(About this exercise): Reproduce the entries verbatim; no pictures.

(The data):
- - - - -

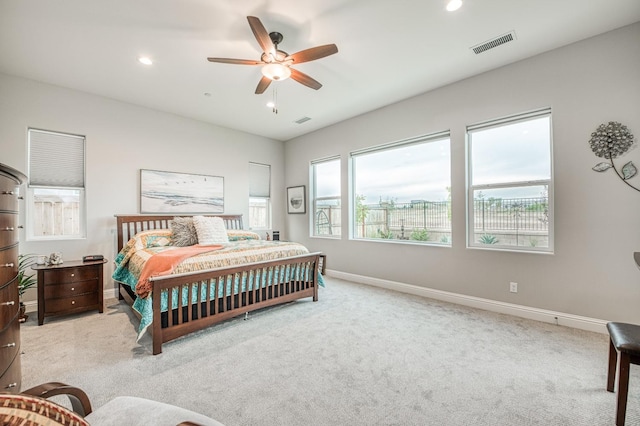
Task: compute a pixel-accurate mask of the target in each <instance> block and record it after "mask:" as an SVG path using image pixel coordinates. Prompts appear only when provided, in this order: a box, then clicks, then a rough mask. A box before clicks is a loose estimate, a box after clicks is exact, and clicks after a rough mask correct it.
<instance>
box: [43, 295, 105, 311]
mask: <svg viewBox="0 0 640 426" xmlns="http://www.w3.org/2000/svg"><path fill="white" fill-rule="evenodd" d="M97 305H98V293H97V292H96V293H85V294H82V295H79V296H75V297H65V298H62V299H47V304H46V306H45V313H46V314H55V313H59V312H65V313H66V312H71V311H73V310H75V309H84V308H88V307H93V306H97Z"/></svg>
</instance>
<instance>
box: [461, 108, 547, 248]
mask: <svg viewBox="0 0 640 426" xmlns="http://www.w3.org/2000/svg"><path fill="white" fill-rule="evenodd" d="M467 141H468V156H469V164H468V165H469V172H468V179H469V193H468V197H469V199H468V202H467V206H468V209H469V210H468V221H469V223H468V238H469V242H468V244H469V246H470V247H482V248H503V249H510V250H511V249H512V250H527V251H545V252H550V251H552V250H553V232H552V229H553V197H552V193H553V185H552V165H551V110H549V109H545V110H541V111H535V112H532V113H528V114H522V115H518V116H513V117H507V118H504V119H500V120H494V121H490V122H486V123H481V124H476V125H473V126H469V127H467Z"/></svg>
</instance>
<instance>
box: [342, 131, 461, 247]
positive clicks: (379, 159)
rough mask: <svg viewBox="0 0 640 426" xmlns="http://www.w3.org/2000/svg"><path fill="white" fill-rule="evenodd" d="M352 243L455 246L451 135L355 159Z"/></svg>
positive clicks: (445, 133) (403, 141) (363, 153)
mask: <svg viewBox="0 0 640 426" xmlns="http://www.w3.org/2000/svg"><path fill="white" fill-rule="evenodd" d="M351 174H352V211H351V213H352V214H351V217H352V221H351V222H352V230H351V236H352V238H354V239H366V240H375V241H395V242H411V243H423V244H424V243H427V244H438V245H451V191H450V188H451V153H450V138H449V132H442V133H437V134H431V135H425V136H420V137H417V138H412V139H408V140H403V141H399V142H394V143H391V144H386V145H383V146H378V147H372V148H367V149H364V150H360V151H356V152H352V153H351Z"/></svg>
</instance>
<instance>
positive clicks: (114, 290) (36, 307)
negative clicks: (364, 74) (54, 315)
mask: <svg viewBox="0 0 640 426" xmlns="http://www.w3.org/2000/svg"><path fill="white" fill-rule="evenodd" d="M102 297H104V299H105V300H107V299H117V298H118V293H117V290H116V289H115V288H111V289H109V290H104V291H103V293H102ZM24 306H25V308H26V311H25V312H38V301H37V300H31V301H29V302H24Z"/></svg>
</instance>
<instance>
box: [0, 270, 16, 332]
mask: <svg viewBox="0 0 640 426" xmlns="http://www.w3.org/2000/svg"><path fill="white" fill-rule="evenodd" d="M19 308H20V300H19V298H18V284H17V280H16V281H12V282H10V283H9V284H7V285H4V286H2V287H0V331H2V330H4V328H5V327H6V326H7V324H9V322H11V320H13V319H14V318H15V316H16V314H17V313H18V309H19Z"/></svg>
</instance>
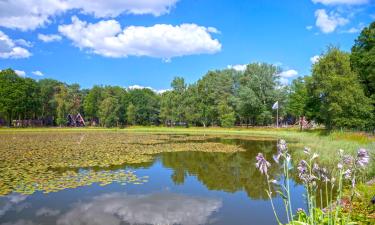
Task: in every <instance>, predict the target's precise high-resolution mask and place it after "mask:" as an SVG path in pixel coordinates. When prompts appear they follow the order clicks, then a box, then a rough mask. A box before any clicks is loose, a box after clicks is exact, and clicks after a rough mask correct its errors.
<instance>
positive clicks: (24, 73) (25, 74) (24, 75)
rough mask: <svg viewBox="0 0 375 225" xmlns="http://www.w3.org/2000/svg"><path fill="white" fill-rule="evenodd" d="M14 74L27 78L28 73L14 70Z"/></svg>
mask: <svg viewBox="0 0 375 225" xmlns="http://www.w3.org/2000/svg"><path fill="white" fill-rule="evenodd" d="M14 72H15V73H16V74H17V75H18V76H20V77H25V76H26V72H25V71H23V70H14Z"/></svg>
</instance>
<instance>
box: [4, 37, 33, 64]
mask: <svg viewBox="0 0 375 225" xmlns="http://www.w3.org/2000/svg"><path fill="white" fill-rule="evenodd" d="M30 56H31V53H30V52H29V51H28V50H27V49H25V48H22V47H19V46H17V44H16V42H15V41H14V40H12V39H10V38H9V37H8V35H6V34H4V33H3V32H2V31H0V58H4V59H8V58H14V59H19V58H28V57H30Z"/></svg>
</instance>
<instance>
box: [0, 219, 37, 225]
mask: <svg viewBox="0 0 375 225" xmlns="http://www.w3.org/2000/svg"><path fill="white" fill-rule="evenodd" d="M1 225H36V224H35V223H33V222H32V221H29V220H17V221H16V222H7V223H2V224H1Z"/></svg>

- - - - -

(Written solution):
Task: compute a pixel-accurate mask of the target in each <instance> block and record it after "mask:" as an SVG path using image pixel coordinates. Prompts appear only when provided, in this order: a box, then clicks, then a rough mask. A box before clicks is a loose estimate, a box after clicks is exact, and clicks after a rough mask correct it.
<instance>
box: [43, 295, 105, 311]
mask: <svg viewBox="0 0 640 426" xmlns="http://www.w3.org/2000/svg"><path fill="white" fill-rule="evenodd" d="M97 305H98V293H97V292H96V293H85V294H82V295H79V296H75V297H65V298H62V299H47V304H46V306H45V313H46V314H55V313H59V312H65V313H66V312H71V311H73V310H75V309H84V308H88V307H93V306H97Z"/></svg>
</instance>
<instance>
box: [461, 108, 547, 248]
mask: <svg viewBox="0 0 640 426" xmlns="http://www.w3.org/2000/svg"><path fill="white" fill-rule="evenodd" d="M467 141H468V156H469V164H468V165H469V172H468V179H469V193H468V197H469V199H468V202H467V206H468V209H469V210H468V221H469V223H468V238H469V242H468V244H469V246H470V247H482V248H503V249H510V250H511V249H512V250H527V251H545V252H550V251H552V250H553V232H552V229H553V197H552V193H553V185H552V165H551V110H549V109H545V110H541V111H535V112H532V113H528V114H522V115H518V116H513V117H507V118H504V119H500V120H494V121H490V122H486V123H481V124H476V125H473V126H469V127H467Z"/></svg>
</instance>
<instance>
box: [342, 131, 461, 247]
positive clicks: (379, 159)
rough mask: <svg viewBox="0 0 640 426" xmlns="http://www.w3.org/2000/svg"><path fill="white" fill-rule="evenodd" d="M352 243L455 246L451 135L355 159Z"/></svg>
positive clicks: (445, 133) (403, 141) (363, 153)
mask: <svg viewBox="0 0 640 426" xmlns="http://www.w3.org/2000/svg"><path fill="white" fill-rule="evenodd" d="M351 174H352V211H351V213H352V214H351V217H352V221H351V222H352V230H351V236H352V238H354V239H366V240H375V241H395V242H411V243H423V244H424V243H427V244H438V245H451V191H450V188H451V153H450V138H449V132H442V133H437V134H431V135H425V136H420V137H417V138H412V139H408V140H403V141H399V142H394V143H391V144H386V145H383V146H378V147H372V148H367V149H364V150H360V151H356V152H352V153H351Z"/></svg>
</instance>
<instance>
positive clicks: (114, 290) (36, 307)
negative clicks: (364, 74) (54, 315)
mask: <svg viewBox="0 0 640 426" xmlns="http://www.w3.org/2000/svg"><path fill="white" fill-rule="evenodd" d="M102 297H104V299H105V300H107V299H117V298H118V293H117V290H116V289H115V288H111V289H109V290H104V291H103V293H102ZM24 306H25V308H26V311H25V312H38V301H37V300H31V301H29V302H24Z"/></svg>
</instance>
<instance>
box: [0, 270, 16, 332]
mask: <svg viewBox="0 0 640 426" xmlns="http://www.w3.org/2000/svg"><path fill="white" fill-rule="evenodd" d="M19 308H20V300H19V298H18V284H17V280H16V281H12V282H10V283H9V284H7V285H4V286H2V287H0V331H2V330H4V328H5V327H6V326H7V324H9V322H11V320H13V319H14V318H15V316H16V314H17V313H18V309H19Z"/></svg>
</instance>
Task: in every <instance>, predict the target's precise high-resolution mask and place it after "mask:" as an SVG path in pixel coordinates. When prompts appear they follow the order clicks, then a box, then a rough mask. A box before any clicks is loose, a box after clicks is exact, and clicks after a rough mask correct its errors.
<instance>
positive clicks: (24, 73) (25, 74) (24, 75)
rough mask: <svg viewBox="0 0 375 225" xmlns="http://www.w3.org/2000/svg"><path fill="white" fill-rule="evenodd" d="M14 74L27 78L28 73L14 70Z"/></svg>
mask: <svg viewBox="0 0 375 225" xmlns="http://www.w3.org/2000/svg"><path fill="white" fill-rule="evenodd" d="M14 72H15V73H16V74H17V75H18V76H20V77H25V76H26V72H25V71H23V70H14Z"/></svg>
</instance>
<instance>
box: [4, 37, 33, 64]
mask: <svg viewBox="0 0 375 225" xmlns="http://www.w3.org/2000/svg"><path fill="white" fill-rule="evenodd" d="M30 56H31V53H30V52H29V51H28V50H27V49H25V48H22V47H19V46H17V44H16V42H15V41H14V40H12V39H10V38H9V37H8V35H6V34H4V33H3V32H2V31H0V58H4V59H8V58H14V59H19V58H28V57H30Z"/></svg>
</instance>
<instance>
box: [0, 219, 37, 225]
mask: <svg viewBox="0 0 375 225" xmlns="http://www.w3.org/2000/svg"><path fill="white" fill-rule="evenodd" d="M1 225H36V224H35V223H33V222H32V221H29V220H17V221H16V222H7V223H2V224H1Z"/></svg>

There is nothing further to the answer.